_GIVEN PASSAGE_.
"""

In spite of this, literature by Smith & Irwin (1993) suggests that PP is interrelated more to goal setting, as It uses interventions to eradicate specific characteristics deemed to be weaknesses. Other factors to considered when performing an athlete centred method, is that their egos don’t play a factor in their answers, are they rating their ability to highly to give a better image? This can be complicated for coaches helping those athletes that aren’t so experienced, as not having a good enough knowledge of their own sporting abilities can mean that the coaches would need to point the towards the more appropriate abilities (Butler 1997).

While the PP wheel enabled us to shed light on what psychological factors are currently affecting her performance. Through the use of a semi structured interview (e.g. Welch & Patton, 1992) it enabled me to get a more detailed understanding of her performance background and gives us an opportunity to discuss further in detail about why the issues are having a severe effect on her performance. Using this method enables myself to develop an opportunity to build a coach-rapport. Psychotherapy literature (e.g Petitpas, Giges & Danish, 1999) talks about that the develop of rapport between both the consultant and the athlete is a positive factor of successful support to the athlete’s needs.

"""

_PROBLEMS TO WORK ON_.
1. According to the performance profiling passage, what did the semi-structured interview provide a more detailed understanding of?
2. Echo the performance profiling passage word for word, everything from "In spite of" down to "abilities (Butler 1997).".
3. Decide whether each statement agrees with the performance profiling passage: (a) Smith & Irwin (1993) link PP more closely to goal setting; (b) psychotherapy literature treats rapport between consultant and athlete as a negative factor; (c) the PP wheel shed light on which psychological factors are currently affecting her performance. Answer yes or no for each, quoting the words from the passage that decide it.
You can leave the material out; it plays no part here.

_GIVEN DATA_.
"""

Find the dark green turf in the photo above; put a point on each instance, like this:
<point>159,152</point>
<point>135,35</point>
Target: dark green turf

"""

_ANSWERS IN ORDER_.
1. It provided a more detailed understanding of her performance background.

2.
In spite of this, literature by Smith & Irwin (1993) suggests that PP is interrelated more to goal setting, as It uses interventions to eradicate specific characteristics deemed to be weaknesses. Other factors to considered when performing an athlete centred method, is that their egos don’t play a factor in their answers, are they rating their ability to highly to give a better image? This can be complicated for coaches helping those athletes that aren’t so experienced, as not having a good enough knowledge of their own sporting abilities can mean that the coaches would need to point the towards the more appropriate abilities (Butler 1997).

3.
(a) Yes: "literature by Smith & Irwin (1993) suggests that PP is interrelated more to goal setting"
(b) No: "the develop of rapport between both the consultant and the athlete is a positive factor of successful support to the athlete’s needs"
(c) Yes: "the PP wheel enabled us to shed light on what psychological factors are currently affecting her performance"